BEGIN Stored rows

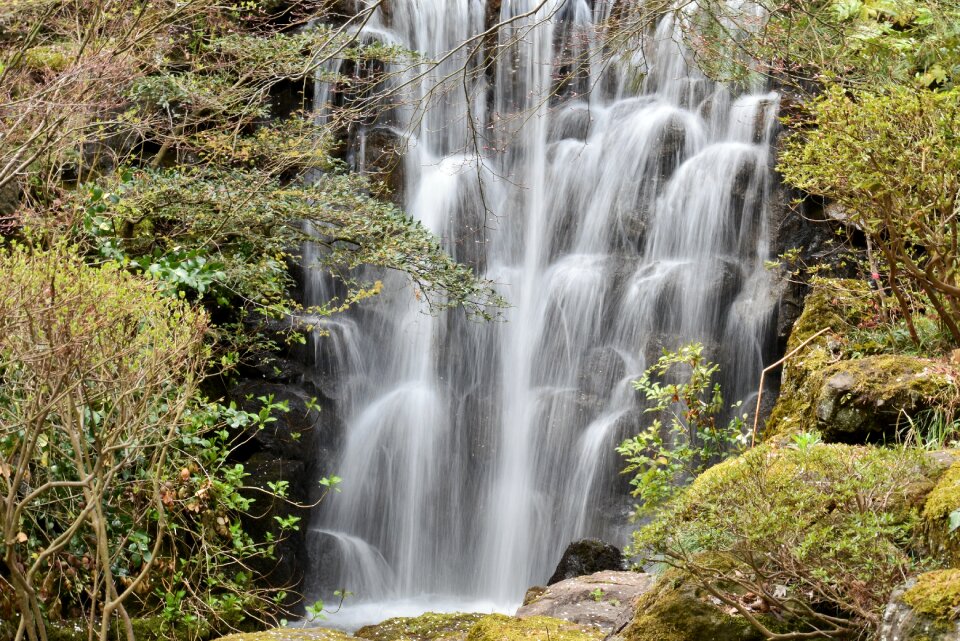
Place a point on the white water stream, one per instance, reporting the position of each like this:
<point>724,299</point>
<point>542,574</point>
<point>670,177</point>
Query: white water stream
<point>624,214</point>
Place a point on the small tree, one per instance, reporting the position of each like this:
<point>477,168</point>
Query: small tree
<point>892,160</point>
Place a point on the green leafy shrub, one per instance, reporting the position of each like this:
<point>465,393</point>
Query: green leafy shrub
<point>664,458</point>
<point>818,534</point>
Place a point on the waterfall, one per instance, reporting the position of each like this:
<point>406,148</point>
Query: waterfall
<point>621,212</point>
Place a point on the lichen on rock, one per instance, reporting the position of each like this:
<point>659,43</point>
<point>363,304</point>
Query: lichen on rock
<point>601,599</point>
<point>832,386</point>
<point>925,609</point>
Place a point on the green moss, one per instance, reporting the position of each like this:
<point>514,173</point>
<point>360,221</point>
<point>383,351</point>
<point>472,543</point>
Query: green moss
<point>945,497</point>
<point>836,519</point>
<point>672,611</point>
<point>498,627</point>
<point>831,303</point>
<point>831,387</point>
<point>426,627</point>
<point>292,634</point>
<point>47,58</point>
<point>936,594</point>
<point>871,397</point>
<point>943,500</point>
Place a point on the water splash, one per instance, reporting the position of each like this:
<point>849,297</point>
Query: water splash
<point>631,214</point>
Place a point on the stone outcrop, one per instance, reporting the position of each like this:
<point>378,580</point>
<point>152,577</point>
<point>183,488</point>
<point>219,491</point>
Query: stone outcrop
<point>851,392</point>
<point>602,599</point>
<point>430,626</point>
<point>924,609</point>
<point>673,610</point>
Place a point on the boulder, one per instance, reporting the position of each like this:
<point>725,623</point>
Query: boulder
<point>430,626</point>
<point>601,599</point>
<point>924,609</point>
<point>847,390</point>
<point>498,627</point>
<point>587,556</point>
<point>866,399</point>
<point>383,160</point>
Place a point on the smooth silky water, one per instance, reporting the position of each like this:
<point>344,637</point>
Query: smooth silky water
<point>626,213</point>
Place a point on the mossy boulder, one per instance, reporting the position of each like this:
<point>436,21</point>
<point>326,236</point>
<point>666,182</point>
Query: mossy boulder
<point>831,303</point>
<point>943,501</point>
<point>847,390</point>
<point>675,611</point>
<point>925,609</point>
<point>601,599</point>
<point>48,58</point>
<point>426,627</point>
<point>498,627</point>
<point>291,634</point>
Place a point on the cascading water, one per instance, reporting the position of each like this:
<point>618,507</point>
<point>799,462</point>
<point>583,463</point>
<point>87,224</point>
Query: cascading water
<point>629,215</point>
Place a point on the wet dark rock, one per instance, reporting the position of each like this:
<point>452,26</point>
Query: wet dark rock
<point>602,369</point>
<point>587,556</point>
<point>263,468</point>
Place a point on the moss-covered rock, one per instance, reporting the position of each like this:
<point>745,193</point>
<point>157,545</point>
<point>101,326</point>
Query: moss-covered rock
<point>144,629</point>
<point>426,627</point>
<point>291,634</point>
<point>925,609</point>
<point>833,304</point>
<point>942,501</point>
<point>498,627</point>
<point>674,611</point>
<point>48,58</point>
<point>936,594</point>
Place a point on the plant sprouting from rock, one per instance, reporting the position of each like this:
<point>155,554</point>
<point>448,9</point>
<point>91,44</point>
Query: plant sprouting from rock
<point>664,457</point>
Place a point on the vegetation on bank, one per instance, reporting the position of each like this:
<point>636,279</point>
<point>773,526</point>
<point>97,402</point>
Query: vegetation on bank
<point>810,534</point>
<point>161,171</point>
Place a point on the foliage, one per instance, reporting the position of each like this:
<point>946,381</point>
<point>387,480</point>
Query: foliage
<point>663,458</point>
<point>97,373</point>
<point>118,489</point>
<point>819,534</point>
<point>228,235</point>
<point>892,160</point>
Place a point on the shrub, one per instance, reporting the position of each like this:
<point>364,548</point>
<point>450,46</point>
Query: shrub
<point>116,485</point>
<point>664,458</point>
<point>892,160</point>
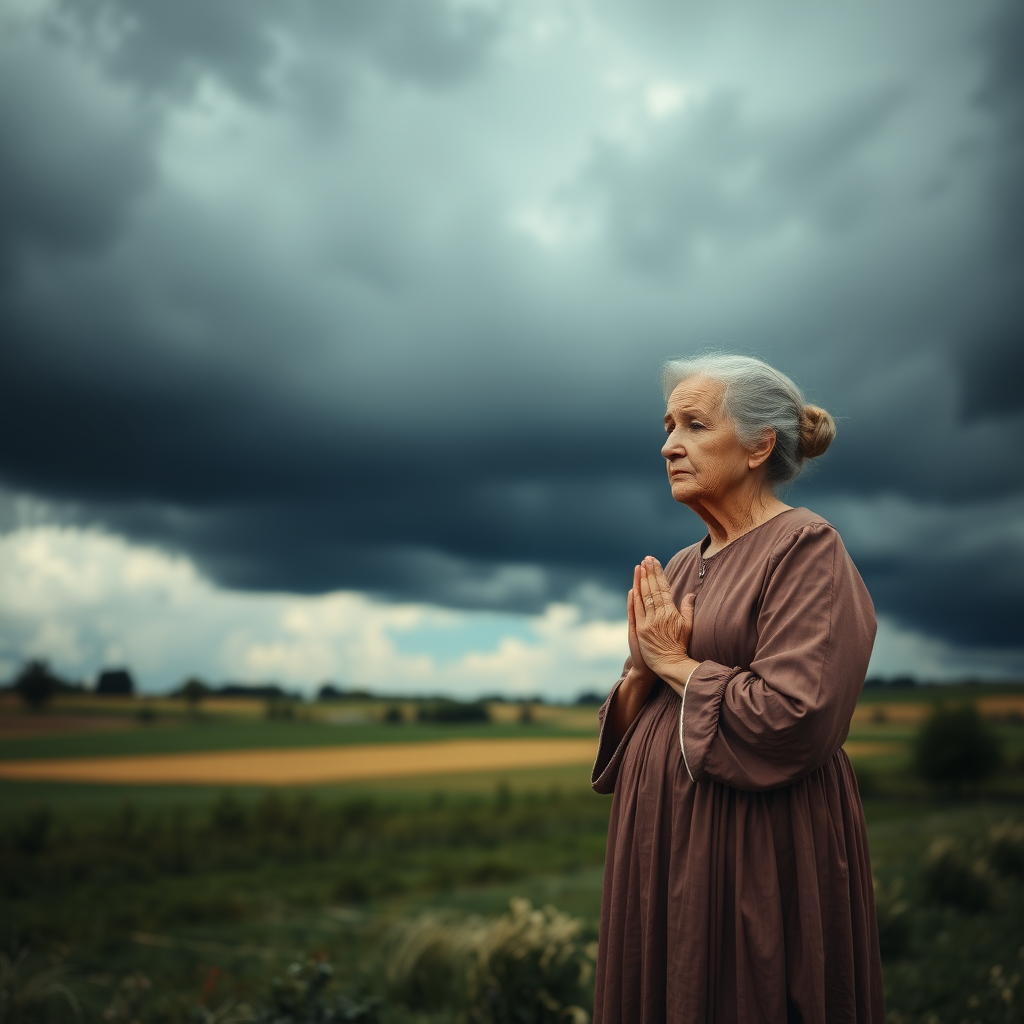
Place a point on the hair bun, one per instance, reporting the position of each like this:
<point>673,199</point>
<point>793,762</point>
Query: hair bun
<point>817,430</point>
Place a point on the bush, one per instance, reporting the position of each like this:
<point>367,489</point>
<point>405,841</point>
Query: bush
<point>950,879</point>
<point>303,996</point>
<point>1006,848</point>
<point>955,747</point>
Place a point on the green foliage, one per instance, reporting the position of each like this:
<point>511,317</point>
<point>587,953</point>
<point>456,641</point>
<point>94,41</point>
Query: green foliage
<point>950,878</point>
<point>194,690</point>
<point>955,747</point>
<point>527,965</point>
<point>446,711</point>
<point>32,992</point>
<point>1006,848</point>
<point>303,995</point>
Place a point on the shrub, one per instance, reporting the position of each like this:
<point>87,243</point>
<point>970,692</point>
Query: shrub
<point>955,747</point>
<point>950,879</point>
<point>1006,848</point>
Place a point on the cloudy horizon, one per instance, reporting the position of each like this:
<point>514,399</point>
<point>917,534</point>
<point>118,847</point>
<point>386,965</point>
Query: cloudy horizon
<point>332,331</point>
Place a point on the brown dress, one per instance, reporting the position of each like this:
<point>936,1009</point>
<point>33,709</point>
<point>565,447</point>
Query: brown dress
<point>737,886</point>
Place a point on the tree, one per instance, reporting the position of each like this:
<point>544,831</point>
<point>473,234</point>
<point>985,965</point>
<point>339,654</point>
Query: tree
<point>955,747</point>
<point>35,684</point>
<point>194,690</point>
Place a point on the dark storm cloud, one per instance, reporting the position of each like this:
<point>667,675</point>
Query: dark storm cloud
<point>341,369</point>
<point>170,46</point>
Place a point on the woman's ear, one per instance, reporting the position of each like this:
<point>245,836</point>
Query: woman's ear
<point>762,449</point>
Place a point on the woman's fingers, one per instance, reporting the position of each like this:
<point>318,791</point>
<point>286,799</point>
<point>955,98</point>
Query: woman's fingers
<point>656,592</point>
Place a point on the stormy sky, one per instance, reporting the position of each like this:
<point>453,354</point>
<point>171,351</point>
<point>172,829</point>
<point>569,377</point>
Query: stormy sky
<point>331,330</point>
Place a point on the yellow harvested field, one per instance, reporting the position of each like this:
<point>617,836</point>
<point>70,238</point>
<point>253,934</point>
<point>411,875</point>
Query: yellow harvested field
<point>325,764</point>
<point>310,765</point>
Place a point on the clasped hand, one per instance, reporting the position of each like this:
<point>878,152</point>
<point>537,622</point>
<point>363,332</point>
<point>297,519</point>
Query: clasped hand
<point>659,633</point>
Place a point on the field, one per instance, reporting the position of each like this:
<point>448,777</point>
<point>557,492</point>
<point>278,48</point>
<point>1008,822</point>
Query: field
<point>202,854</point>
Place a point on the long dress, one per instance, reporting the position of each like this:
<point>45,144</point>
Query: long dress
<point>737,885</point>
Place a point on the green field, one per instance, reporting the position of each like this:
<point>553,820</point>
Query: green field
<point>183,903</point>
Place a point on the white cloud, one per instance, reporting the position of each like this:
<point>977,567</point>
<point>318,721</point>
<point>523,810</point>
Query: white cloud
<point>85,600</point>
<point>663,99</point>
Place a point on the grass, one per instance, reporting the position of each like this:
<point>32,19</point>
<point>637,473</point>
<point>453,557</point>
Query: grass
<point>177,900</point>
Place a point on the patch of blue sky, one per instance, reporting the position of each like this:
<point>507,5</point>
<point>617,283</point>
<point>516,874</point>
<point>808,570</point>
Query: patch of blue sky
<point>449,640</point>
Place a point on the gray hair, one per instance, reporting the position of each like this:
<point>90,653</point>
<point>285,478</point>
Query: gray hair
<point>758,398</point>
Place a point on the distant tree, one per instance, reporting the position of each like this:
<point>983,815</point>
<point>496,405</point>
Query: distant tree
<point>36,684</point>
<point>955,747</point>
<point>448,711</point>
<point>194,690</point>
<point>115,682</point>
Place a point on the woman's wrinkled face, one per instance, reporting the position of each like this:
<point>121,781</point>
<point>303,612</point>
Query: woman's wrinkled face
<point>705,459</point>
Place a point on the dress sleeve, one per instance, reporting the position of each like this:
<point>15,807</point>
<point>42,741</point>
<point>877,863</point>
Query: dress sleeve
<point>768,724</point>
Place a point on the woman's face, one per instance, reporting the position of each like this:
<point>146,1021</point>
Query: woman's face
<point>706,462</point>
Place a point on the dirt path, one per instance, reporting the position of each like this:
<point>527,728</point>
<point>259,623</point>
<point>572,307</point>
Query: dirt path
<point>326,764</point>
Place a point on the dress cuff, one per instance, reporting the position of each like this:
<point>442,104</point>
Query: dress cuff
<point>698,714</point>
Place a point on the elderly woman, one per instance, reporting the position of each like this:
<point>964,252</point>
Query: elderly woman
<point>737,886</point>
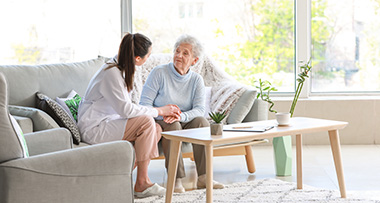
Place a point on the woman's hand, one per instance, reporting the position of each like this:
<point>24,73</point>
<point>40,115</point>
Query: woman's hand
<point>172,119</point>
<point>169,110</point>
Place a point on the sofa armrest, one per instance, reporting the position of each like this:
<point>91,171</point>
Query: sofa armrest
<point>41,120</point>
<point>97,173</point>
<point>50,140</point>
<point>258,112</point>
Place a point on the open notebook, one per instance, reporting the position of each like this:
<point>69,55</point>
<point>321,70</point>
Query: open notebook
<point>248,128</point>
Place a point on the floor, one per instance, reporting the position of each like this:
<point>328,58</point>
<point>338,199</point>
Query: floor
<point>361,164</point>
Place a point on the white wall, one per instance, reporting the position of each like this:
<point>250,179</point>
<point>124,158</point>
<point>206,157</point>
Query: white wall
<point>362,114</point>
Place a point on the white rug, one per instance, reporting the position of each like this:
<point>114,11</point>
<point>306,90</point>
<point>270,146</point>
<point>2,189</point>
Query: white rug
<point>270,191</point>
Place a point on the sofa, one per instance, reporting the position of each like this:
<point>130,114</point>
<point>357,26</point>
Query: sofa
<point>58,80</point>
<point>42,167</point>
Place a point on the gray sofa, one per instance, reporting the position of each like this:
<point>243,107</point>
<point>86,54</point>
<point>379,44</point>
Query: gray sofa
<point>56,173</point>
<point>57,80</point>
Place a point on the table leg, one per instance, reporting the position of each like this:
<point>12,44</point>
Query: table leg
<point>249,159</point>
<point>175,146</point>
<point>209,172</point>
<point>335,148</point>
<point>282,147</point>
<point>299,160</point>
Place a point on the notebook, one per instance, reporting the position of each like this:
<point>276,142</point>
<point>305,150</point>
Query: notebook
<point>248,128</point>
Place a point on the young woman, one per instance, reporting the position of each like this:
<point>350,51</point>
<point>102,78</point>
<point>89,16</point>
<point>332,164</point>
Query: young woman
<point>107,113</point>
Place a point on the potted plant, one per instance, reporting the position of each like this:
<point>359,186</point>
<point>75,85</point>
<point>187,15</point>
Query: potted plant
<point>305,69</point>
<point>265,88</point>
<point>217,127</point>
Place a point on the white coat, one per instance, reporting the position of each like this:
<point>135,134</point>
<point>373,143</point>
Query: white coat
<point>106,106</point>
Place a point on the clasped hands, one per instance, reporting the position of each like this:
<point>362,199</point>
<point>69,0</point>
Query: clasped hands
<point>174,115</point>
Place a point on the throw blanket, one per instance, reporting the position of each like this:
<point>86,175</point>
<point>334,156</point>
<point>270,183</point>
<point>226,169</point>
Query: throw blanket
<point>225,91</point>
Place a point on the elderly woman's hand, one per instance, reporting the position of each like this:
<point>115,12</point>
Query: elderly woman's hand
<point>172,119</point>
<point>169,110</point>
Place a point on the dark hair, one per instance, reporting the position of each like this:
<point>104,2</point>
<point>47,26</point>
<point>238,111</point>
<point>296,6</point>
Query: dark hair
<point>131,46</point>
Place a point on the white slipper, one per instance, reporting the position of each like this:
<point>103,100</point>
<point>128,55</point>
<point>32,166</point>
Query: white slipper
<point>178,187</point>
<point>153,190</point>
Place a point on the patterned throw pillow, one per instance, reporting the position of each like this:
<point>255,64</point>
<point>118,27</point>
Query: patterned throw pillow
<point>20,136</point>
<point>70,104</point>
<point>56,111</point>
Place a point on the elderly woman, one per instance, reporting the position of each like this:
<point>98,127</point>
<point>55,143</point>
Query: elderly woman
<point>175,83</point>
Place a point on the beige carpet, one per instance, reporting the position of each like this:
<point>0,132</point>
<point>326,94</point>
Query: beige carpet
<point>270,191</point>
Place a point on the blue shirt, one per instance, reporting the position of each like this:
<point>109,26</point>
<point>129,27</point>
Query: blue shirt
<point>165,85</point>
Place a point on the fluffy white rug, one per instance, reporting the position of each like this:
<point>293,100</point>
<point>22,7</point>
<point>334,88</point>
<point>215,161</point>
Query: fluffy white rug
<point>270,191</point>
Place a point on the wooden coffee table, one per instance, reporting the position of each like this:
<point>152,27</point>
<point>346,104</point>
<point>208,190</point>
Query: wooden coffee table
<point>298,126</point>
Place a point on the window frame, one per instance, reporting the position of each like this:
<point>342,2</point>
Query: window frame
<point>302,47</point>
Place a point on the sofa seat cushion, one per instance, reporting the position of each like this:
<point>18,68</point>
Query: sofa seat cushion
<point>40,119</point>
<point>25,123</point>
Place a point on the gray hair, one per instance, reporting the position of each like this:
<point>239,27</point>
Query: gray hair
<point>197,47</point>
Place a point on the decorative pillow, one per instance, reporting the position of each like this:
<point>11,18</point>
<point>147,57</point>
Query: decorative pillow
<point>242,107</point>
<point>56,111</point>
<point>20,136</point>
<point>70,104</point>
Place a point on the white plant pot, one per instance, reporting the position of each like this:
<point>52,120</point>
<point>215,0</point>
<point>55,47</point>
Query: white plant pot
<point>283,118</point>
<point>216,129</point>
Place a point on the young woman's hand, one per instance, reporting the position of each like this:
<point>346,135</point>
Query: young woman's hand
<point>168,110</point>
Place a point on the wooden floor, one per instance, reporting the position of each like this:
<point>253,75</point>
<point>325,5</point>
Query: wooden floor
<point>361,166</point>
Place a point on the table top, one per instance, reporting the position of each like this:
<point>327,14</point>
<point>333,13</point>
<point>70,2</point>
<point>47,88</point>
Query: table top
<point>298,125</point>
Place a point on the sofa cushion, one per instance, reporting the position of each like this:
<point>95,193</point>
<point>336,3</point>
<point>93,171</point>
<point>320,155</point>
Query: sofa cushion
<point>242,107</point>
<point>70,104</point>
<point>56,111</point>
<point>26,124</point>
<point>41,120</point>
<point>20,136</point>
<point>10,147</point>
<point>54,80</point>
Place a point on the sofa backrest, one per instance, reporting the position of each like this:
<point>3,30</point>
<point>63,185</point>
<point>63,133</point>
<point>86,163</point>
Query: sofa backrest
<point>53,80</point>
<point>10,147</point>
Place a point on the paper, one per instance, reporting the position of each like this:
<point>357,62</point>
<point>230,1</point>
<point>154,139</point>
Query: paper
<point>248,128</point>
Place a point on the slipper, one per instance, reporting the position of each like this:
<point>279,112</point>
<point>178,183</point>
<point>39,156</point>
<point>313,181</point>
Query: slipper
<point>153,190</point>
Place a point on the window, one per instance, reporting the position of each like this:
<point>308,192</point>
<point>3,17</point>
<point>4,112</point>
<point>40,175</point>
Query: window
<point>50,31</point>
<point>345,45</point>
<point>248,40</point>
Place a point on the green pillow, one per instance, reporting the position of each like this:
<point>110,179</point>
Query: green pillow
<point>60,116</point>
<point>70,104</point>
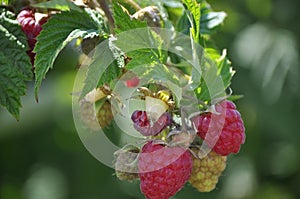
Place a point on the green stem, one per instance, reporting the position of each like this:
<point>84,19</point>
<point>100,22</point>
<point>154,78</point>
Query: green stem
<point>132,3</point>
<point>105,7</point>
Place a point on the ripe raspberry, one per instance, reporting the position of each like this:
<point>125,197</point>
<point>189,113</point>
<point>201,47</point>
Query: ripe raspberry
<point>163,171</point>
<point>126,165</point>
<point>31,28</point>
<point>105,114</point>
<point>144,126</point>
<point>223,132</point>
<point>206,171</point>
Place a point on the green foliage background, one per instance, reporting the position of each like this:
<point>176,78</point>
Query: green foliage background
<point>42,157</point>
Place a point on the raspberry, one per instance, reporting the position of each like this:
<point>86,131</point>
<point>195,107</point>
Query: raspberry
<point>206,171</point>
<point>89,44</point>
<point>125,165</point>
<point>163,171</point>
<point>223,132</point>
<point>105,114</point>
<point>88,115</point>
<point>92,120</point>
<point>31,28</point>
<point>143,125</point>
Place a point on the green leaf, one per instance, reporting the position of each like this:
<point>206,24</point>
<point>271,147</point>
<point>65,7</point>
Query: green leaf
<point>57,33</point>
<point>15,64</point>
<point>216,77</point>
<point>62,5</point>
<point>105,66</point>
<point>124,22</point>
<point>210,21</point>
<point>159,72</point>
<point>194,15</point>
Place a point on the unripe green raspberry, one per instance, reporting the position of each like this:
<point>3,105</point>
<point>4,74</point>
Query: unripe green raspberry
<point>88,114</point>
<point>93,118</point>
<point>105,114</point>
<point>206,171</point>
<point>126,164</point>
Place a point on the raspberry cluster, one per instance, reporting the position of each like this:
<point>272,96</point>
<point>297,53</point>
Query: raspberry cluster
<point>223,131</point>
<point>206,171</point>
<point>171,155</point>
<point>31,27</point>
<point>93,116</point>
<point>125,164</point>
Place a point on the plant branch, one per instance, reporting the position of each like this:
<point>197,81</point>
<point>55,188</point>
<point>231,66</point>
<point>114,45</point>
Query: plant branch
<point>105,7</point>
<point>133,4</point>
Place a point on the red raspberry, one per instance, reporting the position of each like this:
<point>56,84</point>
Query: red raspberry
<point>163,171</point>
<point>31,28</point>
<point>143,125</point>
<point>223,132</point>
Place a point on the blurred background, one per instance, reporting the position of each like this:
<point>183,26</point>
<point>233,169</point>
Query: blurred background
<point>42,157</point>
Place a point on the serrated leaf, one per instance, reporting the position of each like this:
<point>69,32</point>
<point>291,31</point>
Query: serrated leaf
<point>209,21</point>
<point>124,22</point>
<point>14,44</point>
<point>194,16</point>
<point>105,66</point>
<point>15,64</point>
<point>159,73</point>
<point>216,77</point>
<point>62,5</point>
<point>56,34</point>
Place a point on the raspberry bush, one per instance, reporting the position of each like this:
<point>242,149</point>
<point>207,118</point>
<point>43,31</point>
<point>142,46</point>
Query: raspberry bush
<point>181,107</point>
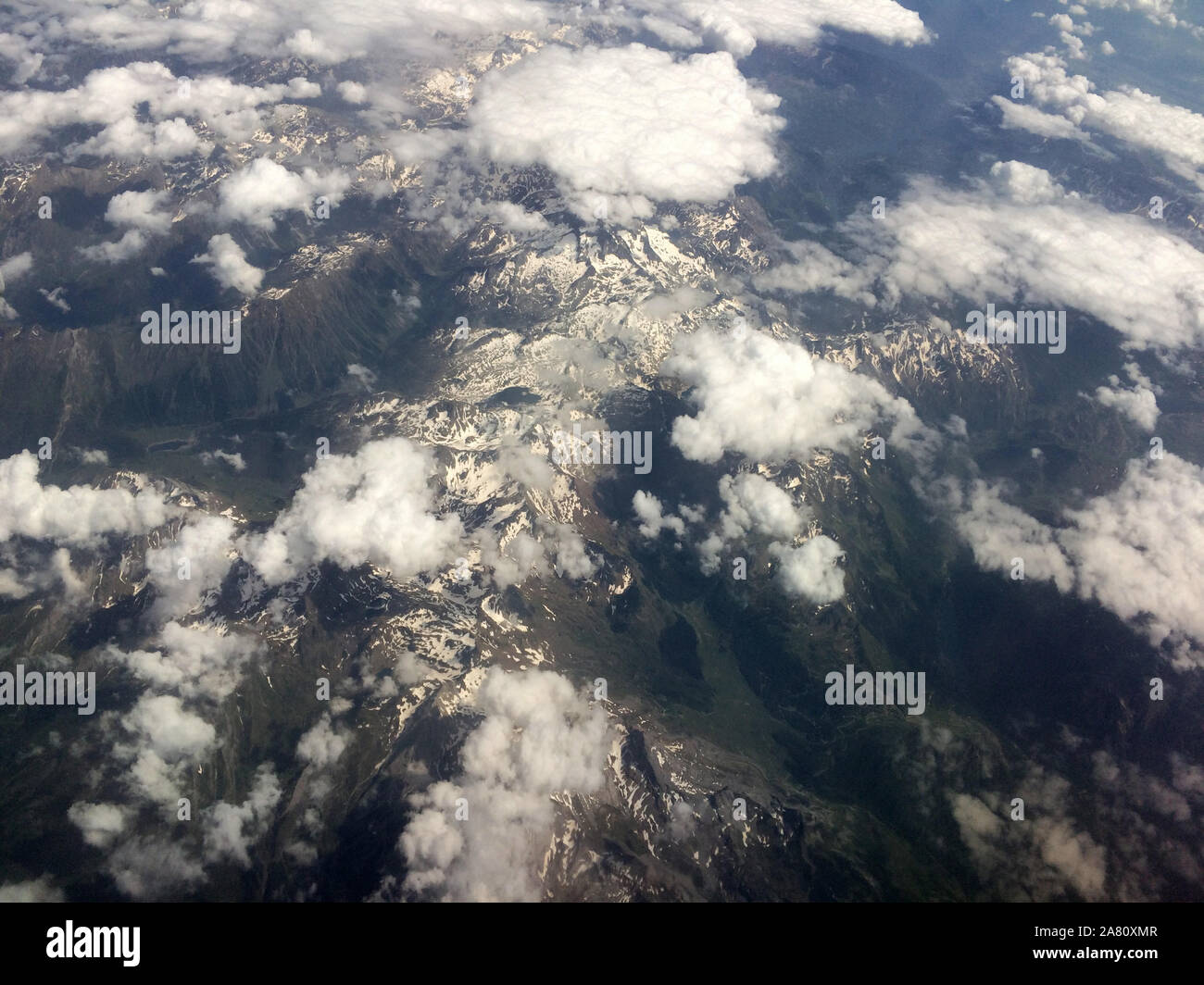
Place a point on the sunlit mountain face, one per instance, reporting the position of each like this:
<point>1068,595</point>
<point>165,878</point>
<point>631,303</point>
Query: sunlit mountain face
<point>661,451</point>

END Stored rows

#### To be done
Provide the stretch of the records from the beginning through the line containing "<point>621,212</point>", both ends included, as a JSON list of strings, one string per line, omitting blank lines and leaving out the pictures.

#### Problem solution
[
  "Place a point on the white water stream, one per instance, reporting the position of each like this:",
  "<point>724,299</point>",
  "<point>542,574</point>",
  "<point>670,177</point>",
  "Query: white water stream",
  "<point>624,214</point>",
  "Place a point on the small tree, one per instance, reporting the position of each like this:",
  "<point>477,168</point>",
  "Query: small tree",
  "<point>892,160</point>",
  "Place a point on the green leafy shrub, one per instance, reporting the position of each like this:",
  "<point>465,393</point>",
  "Query: green leafy shrub",
  "<point>664,458</point>",
  "<point>818,534</point>",
  "Place a point on the waterfall, one per instance, reporting the position of each like this:",
  "<point>406,148</point>",
  "Query: waterfall",
  "<point>621,212</point>"
]